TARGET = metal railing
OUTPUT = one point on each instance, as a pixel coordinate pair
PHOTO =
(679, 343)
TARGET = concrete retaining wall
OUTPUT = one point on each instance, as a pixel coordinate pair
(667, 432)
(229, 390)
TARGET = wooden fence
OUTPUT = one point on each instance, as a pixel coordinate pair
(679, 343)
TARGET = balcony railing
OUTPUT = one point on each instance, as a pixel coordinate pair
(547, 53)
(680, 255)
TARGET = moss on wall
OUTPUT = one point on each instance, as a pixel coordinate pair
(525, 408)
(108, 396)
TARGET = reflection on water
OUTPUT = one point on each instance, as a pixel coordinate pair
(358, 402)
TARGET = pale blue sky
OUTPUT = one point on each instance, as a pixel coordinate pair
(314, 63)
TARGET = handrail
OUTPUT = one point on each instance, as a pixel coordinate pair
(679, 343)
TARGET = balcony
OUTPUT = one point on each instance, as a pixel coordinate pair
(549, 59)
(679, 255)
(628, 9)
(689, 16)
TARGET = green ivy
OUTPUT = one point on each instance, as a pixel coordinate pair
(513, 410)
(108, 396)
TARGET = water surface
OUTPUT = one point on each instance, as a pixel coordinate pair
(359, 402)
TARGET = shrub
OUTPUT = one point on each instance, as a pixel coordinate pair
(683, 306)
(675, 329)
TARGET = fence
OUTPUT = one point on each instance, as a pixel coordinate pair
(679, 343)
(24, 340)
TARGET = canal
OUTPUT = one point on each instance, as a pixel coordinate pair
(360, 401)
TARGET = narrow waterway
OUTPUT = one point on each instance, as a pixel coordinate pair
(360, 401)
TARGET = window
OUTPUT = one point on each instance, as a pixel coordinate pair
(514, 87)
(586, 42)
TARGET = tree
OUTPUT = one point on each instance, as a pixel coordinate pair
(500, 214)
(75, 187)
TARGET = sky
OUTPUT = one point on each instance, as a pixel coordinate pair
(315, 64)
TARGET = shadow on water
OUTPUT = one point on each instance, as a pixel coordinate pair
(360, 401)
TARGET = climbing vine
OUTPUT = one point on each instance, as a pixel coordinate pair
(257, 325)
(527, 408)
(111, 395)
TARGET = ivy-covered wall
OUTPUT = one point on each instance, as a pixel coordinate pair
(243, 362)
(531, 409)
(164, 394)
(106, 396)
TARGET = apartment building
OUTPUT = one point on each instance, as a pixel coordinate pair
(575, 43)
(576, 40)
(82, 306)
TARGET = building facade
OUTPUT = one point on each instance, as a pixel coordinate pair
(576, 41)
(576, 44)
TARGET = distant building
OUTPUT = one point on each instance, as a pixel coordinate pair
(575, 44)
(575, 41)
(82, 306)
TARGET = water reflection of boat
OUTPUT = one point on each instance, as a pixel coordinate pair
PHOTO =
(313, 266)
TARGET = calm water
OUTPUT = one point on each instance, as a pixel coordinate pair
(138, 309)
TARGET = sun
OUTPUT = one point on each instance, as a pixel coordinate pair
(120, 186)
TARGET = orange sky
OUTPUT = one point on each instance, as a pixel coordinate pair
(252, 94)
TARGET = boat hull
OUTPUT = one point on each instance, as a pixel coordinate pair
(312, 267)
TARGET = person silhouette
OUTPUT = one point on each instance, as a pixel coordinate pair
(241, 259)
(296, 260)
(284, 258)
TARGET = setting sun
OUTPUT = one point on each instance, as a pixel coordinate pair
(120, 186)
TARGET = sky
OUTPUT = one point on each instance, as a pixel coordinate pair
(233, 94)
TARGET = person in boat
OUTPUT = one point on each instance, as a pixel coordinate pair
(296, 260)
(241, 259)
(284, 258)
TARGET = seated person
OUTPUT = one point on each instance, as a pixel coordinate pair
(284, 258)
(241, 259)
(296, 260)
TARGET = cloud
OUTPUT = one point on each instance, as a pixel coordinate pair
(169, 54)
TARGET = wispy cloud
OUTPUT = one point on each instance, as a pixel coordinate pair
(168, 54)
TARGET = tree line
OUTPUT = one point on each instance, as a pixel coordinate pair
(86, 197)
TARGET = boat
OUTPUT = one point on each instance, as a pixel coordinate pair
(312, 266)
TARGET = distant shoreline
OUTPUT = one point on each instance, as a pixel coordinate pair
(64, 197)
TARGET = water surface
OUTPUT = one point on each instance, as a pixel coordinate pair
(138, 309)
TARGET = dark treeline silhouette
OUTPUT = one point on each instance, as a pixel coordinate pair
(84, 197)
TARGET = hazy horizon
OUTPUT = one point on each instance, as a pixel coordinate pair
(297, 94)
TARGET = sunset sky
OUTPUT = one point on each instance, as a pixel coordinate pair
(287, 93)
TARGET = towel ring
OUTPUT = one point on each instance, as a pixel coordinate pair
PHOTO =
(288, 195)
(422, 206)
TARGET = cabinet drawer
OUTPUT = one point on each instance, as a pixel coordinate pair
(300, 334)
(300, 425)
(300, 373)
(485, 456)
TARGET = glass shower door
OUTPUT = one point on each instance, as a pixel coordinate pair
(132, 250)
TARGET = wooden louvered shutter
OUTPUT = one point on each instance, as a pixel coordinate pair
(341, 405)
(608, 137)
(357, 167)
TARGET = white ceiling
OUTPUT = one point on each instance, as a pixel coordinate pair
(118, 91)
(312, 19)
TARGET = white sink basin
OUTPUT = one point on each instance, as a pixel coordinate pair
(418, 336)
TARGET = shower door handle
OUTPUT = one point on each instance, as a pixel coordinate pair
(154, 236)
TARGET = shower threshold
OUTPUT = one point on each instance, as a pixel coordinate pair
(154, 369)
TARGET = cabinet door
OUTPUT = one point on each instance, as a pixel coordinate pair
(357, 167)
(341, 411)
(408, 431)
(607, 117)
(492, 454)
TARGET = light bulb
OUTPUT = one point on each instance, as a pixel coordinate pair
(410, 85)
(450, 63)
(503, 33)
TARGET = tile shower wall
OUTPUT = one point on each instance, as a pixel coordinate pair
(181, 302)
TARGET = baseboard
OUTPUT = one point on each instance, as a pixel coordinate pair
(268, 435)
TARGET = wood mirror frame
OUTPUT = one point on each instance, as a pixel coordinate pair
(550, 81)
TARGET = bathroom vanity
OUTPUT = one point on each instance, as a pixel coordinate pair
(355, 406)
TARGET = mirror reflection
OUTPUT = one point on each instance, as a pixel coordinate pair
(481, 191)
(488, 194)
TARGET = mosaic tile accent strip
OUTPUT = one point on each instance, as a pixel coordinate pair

**Directions**
From the line containing "TARGET = tile shower wall" down to the final line of the data, write out every line exactly; both the first and last of these belong in your answer, and nothing else does.

**Task solution**
TARGET = tile shower wall
OUTPUT = one point on each instance, as a pixel coordinate pair
(181, 302)
TARGET = baseboard
OUTPUT = one point on each instance, as a pixel coordinate pair
(268, 435)
TARGET = wood mirror frame
OUTPUT = one point on each instance, as a pixel coordinate pair
(550, 81)
TARGET = bathroom vanity
OUTPUT = one point on each instance, as a pixel coordinate pair
(355, 406)
TARGET = mirror reflection
OUTPUT = one point on each instance, as a pixel coordinate pair
(481, 191)
(488, 194)
TARGET = mosaic tile accent strip
OUTPUT = one point on each instance, as a pixel coordinate pair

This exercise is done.